STATED PROBLEM >>
Copy out the material below line for line, without changing anything.

SUPPLIED RECORDS >>

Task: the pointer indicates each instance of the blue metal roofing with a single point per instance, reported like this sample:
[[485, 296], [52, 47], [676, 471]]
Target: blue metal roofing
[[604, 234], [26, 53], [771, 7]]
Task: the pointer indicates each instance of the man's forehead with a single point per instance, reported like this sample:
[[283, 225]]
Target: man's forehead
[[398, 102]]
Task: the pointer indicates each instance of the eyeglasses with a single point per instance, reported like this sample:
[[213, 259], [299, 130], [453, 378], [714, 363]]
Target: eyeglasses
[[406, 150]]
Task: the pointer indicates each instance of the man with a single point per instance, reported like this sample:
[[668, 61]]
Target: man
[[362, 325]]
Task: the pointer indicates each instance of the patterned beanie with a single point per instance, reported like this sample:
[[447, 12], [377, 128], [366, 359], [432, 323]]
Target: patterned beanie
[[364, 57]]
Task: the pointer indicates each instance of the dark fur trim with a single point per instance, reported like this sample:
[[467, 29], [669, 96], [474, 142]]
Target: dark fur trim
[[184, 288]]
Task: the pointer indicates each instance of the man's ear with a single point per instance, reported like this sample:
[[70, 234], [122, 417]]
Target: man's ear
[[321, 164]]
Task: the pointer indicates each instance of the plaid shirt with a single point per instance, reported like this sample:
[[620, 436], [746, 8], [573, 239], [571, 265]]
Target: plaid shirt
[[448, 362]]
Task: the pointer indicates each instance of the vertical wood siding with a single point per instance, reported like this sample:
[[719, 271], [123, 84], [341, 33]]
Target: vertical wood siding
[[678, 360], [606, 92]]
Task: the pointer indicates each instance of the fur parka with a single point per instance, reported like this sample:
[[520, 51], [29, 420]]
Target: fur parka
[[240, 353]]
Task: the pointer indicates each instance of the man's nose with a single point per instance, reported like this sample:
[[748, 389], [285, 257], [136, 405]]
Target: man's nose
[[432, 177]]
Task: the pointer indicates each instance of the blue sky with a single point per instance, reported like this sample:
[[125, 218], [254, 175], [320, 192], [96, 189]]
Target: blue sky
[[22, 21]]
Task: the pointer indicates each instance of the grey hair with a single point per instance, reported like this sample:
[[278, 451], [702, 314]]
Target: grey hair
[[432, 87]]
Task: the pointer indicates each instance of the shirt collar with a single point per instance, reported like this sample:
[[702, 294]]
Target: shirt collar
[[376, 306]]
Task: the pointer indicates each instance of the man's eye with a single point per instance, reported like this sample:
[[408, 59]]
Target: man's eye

SOLUTION >>
Task: the pointer indicates each instance of the blue metal roofing with a single point per instance, reported like this sample:
[[485, 296], [52, 47], [676, 471]]
Target: blue metal roofing
[[604, 234], [26, 53], [771, 7]]
Task: the pointer indicates each instance of the man's forehead with a single point per instance, reported like this sample:
[[283, 225]]
Target: man's forehead
[[398, 102]]
Task: the pointer indicates each instance of the eyeglasses with a single point per instance, reported like this sample:
[[213, 259], [299, 130], [453, 378], [714, 363]]
Target: eyeglasses
[[406, 150]]
Task: the pointer indicates each instance of the man with a single point per instance, reported like this sample:
[[668, 61]]
Target: man
[[362, 325]]
Task: the pointer indicates each instance of the patterned beanie with a single point per instance, reported like this sample:
[[447, 12], [377, 128], [366, 359], [432, 323]]
Target: patterned beanie
[[364, 57]]
Task: the pointer indicates each instance of the dark fur trim with a single point per instance, reported like this sample:
[[467, 29], [669, 96], [474, 142]]
Target: dark fur trim
[[184, 288]]
Task: the pointer indicates each instance of the man's ear with a single point per instance, reported like this sample:
[[70, 234], [122, 417]]
Target: man's ear
[[321, 164]]
Task: the pointer indicates each instance of the plaid shirt with a single point per instance, reported like this sample:
[[620, 436], [746, 8], [573, 239], [571, 265]]
Target: plaid shirt
[[448, 362]]
Task: the pointer indicates each instance of the vertical wood siding with a single point per instance, reported like this sample:
[[719, 271], [123, 84], [341, 33]]
Target: vertical wood siding
[[678, 360], [606, 92]]
Task: the pointer indicates each instance of the fur parka with a single point per instance, reported like this sample:
[[520, 51], [29, 420]]
Target: fur parka
[[240, 353]]
Task: the pointer indicates each instance of the man's nose with a single point per instance, reported like this sample:
[[748, 389], [285, 257], [136, 405]]
Target: man's nose
[[432, 177]]
Task: the pointer indicates each instance of the blue sky with a single point per instance, reported like this sample:
[[125, 218], [254, 175], [320, 192], [96, 189]]
Target: blue sky
[[22, 21]]
Task: the pointer indicates each instance of the grey hair with a single point per instance, reported like this sample:
[[278, 451], [702, 314]]
Target: grey hair
[[432, 87]]
Task: the pointer indicates each instance of the shirt collar with a single point per instance, reported like this sample:
[[702, 294]]
Target: shirt collar
[[376, 306]]
Task: the pointer indicates each instance of the man's eye with a single point per instance, reported like this sample:
[[408, 59]]
Target: man's eye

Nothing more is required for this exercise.